**DATA:**
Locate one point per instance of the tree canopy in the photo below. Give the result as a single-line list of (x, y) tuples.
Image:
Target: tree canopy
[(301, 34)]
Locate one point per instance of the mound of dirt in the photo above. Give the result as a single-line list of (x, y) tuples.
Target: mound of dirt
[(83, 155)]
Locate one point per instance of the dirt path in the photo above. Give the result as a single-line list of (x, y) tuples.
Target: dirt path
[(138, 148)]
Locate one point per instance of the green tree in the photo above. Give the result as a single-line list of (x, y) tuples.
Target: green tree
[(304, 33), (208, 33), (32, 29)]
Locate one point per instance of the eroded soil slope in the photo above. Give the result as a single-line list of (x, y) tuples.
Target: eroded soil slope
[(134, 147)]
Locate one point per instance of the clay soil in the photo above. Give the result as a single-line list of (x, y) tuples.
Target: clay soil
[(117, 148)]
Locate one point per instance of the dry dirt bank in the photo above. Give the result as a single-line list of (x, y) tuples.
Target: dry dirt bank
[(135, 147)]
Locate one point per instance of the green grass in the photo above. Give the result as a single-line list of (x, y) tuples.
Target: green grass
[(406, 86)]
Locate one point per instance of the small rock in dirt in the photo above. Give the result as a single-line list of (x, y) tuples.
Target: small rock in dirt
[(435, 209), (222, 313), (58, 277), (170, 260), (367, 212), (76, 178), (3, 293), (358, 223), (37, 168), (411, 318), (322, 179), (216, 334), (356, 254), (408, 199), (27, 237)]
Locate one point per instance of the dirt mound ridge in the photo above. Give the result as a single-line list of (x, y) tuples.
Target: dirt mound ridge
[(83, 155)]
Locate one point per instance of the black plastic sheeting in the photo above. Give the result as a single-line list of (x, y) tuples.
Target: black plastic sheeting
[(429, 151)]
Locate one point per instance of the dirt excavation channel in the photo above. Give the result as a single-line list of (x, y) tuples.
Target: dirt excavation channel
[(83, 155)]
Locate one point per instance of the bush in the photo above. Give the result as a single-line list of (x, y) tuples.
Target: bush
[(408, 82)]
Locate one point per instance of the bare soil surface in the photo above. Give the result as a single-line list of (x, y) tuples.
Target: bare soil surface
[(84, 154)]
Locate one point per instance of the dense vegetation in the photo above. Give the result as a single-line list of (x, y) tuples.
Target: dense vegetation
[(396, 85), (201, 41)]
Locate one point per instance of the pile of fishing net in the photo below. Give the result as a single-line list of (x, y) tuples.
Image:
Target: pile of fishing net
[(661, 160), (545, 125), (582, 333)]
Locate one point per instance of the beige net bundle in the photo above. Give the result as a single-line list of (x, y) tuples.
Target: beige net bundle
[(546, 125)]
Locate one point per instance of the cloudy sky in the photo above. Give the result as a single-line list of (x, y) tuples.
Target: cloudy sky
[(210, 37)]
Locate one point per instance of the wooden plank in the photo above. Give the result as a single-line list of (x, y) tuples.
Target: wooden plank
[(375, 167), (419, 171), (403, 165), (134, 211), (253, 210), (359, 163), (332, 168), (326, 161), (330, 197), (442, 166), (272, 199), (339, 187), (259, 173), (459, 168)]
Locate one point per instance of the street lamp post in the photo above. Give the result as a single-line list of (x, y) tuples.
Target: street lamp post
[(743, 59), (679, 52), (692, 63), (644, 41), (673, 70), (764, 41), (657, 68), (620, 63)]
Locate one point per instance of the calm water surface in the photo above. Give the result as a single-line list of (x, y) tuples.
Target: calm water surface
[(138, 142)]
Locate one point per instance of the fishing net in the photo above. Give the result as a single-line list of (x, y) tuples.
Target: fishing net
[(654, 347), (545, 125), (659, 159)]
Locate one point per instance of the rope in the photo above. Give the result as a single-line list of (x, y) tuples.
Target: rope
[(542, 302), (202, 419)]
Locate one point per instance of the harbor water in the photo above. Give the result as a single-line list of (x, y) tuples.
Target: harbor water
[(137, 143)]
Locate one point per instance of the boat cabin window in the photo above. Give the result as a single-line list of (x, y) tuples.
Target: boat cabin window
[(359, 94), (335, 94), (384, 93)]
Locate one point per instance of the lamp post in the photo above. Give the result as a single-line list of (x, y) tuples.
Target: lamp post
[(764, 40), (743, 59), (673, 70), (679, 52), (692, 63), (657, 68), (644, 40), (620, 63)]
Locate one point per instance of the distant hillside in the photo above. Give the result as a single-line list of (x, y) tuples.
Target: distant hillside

**DIRECTIONS FOR THIS TASK:** Report all lines of the data that include the word "below".

**RESULT OF THIS TASK:**
Locate one point per instance of the tree canopy in the photo below. Give the result as a single-line list of (x, y) tuples.
Locate one point per instance of the pile of fishing net in the photo below. Give the result as a single-line list of (x, y) tuples.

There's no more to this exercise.